== Segment start ==

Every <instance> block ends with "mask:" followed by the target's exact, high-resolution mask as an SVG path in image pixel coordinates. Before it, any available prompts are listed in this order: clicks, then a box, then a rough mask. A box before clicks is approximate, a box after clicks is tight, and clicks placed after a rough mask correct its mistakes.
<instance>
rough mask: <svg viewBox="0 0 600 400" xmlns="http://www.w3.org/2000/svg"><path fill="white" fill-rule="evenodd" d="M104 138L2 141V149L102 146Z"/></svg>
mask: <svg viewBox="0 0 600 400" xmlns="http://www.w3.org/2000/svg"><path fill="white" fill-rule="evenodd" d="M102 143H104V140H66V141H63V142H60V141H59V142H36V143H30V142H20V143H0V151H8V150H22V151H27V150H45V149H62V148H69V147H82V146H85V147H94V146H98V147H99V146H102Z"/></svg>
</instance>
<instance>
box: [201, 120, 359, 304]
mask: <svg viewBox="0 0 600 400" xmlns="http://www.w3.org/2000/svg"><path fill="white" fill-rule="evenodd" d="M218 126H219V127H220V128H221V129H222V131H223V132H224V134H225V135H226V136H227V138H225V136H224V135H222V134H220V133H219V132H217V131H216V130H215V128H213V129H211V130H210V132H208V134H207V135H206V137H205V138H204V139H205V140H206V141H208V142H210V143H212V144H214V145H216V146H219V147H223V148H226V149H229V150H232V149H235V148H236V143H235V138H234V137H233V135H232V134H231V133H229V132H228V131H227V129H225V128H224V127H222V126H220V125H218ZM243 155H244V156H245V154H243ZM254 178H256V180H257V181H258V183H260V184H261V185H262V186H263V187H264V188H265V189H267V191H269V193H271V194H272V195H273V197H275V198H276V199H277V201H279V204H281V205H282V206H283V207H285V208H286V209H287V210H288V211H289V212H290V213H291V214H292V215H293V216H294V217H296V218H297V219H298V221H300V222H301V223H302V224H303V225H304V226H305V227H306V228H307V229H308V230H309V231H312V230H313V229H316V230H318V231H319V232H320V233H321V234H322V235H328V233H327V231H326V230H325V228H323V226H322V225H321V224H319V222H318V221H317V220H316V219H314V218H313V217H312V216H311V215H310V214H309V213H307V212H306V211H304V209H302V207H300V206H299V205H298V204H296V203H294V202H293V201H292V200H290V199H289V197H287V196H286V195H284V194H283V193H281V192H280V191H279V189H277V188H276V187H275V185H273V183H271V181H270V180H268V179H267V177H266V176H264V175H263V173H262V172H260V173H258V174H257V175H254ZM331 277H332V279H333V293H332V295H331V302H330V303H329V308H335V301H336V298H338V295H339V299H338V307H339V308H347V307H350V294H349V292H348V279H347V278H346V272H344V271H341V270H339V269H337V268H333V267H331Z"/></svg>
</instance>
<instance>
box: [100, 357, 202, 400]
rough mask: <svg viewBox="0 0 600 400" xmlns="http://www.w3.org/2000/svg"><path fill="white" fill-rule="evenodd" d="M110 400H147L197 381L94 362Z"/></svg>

== Segment end ==

#### Requirement:
Extract the complete listing verbatim.

#### Task output:
Every <instance> block ends with "mask:" followed by the target's exact, high-resolution mask as an SVG path in image pixel coordinates. Before it, any available prompts are listed in this order: clicks, then a box, then a rough mask. A box before clicks is approximate, a box after clicks is tight, and clicks placed after a rough mask correct its mistakes.
<instance>
rough mask: <svg viewBox="0 0 600 400" xmlns="http://www.w3.org/2000/svg"><path fill="white" fill-rule="evenodd" d="M104 138L2 141V149L102 146Z"/></svg>
mask: <svg viewBox="0 0 600 400" xmlns="http://www.w3.org/2000/svg"><path fill="white" fill-rule="evenodd" d="M102 143H104V140H66V141H63V142H60V141H59V142H36V143H30V142H20V143H0V151H8V150H22V151H27V150H45V149H62V148H69V147H82V146H85V147H94V146H98V147H99V146H102Z"/></svg>
</instance>
<instance>
box: [201, 120, 359, 304]
mask: <svg viewBox="0 0 600 400" xmlns="http://www.w3.org/2000/svg"><path fill="white" fill-rule="evenodd" d="M218 126H219V127H220V128H221V129H222V131H223V132H224V134H225V135H226V136H227V138H225V136H224V135H222V134H220V133H219V132H217V131H216V130H215V128H213V129H211V130H210V132H208V134H207V135H206V137H205V138H204V139H205V140H206V141H208V142H210V143H212V144H214V145H216V146H219V147H223V148H226V149H229V150H232V149H235V148H236V143H235V138H234V137H233V135H232V134H231V133H229V132H228V131H227V129H225V128H224V127H222V126H220V125H218ZM243 155H244V156H245V154H243ZM254 178H256V180H257V181H258V183H260V184H261V185H262V186H263V187H264V188H265V189H267V191H269V193H271V194H272V195H273V197H275V198H276V199H277V201H279V204H281V205H282V206H283V207H285V208H286V209H287V210H288V211H289V212H290V213H291V214H292V215H293V216H294V217H296V218H297V219H298V221H300V222H301V223H302V224H303V225H304V226H305V227H306V228H307V229H308V230H309V231H312V230H313V229H316V230H318V231H319V232H320V233H321V234H322V235H328V233H327V231H326V230H325V228H323V226H322V225H321V224H319V222H318V221H317V220H316V219H314V218H313V217H312V216H311V215H310V214H309V213H307V212H306V211H304V209H302V207H300V206H299V205H298V204H296V203H294V202H293V201H292V200H290V199H289V197H287V196H286V195H284V194H283V193H281V192H280V191H279V189H277V188H276V187H275V185H273V183H271V181H270V180H268V179H267V177H266V176H264V175H263V173H262V172H260V173H258V174H257V175H254ZM331 277H332V279H333V293H332V295H331V302H330V303H329V308H335V301H336V298H338V295H339V299H338V307H339V308H347V307H350V294H349V292H348V279H347V278H346V272H344V271H341V270H339V269H337V268H333V267H331Z"/></svg>
</instance>
<instance>
box: [100, 357, 202, 400]
rough mask: <svg viewBox="0 0 600 400" xmlns="http://www.w3.org/2000/svg"><path fill="white" fill-rule="evenodd" d="M110 400H147L197 381L94 362Z"/></svg>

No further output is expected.